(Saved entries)
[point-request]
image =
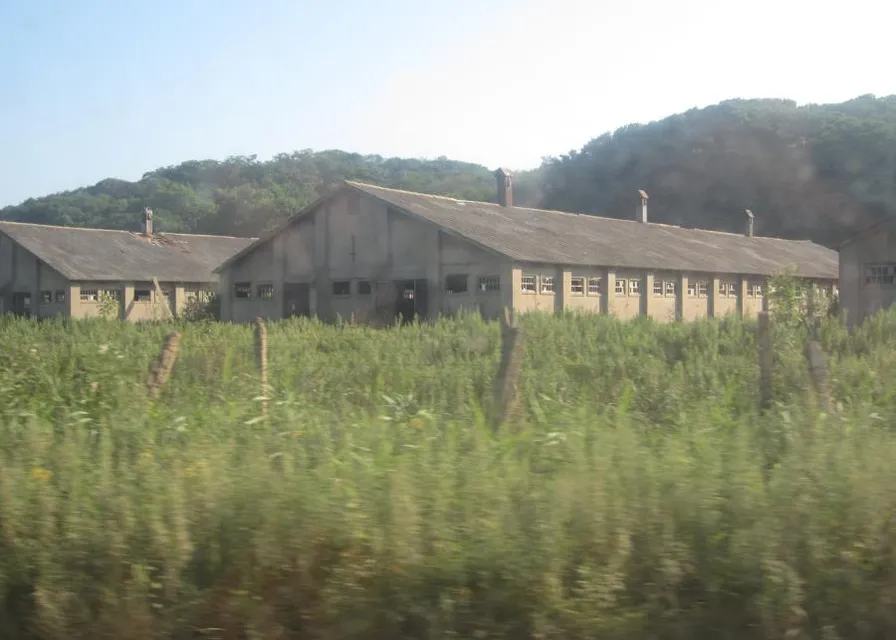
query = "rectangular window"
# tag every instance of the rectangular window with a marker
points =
(527, 284)
(488, 284)
(201, 295)
(880, 274)
(620, 287)
(727, 289)
(456, 283)
(242, 291)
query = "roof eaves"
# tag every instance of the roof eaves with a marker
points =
(359, 187)
(863, 232)
(66, 273)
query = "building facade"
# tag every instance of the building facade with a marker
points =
(868, 272)
(47, 271)
(367, 252)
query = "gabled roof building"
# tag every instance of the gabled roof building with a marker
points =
(50, 270)
(373, 252)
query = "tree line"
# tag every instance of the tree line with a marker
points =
(816, 172)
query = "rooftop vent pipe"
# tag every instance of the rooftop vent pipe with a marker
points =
(642, 211)
(504, 179)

• WHAT TO WORK ON
Find every line above where the word "gabled" occurs, and copy that line.

• SOLUTION TO THIS TASK
query = "gabled roof building"
# tag every instance of the gabled roof building with a marker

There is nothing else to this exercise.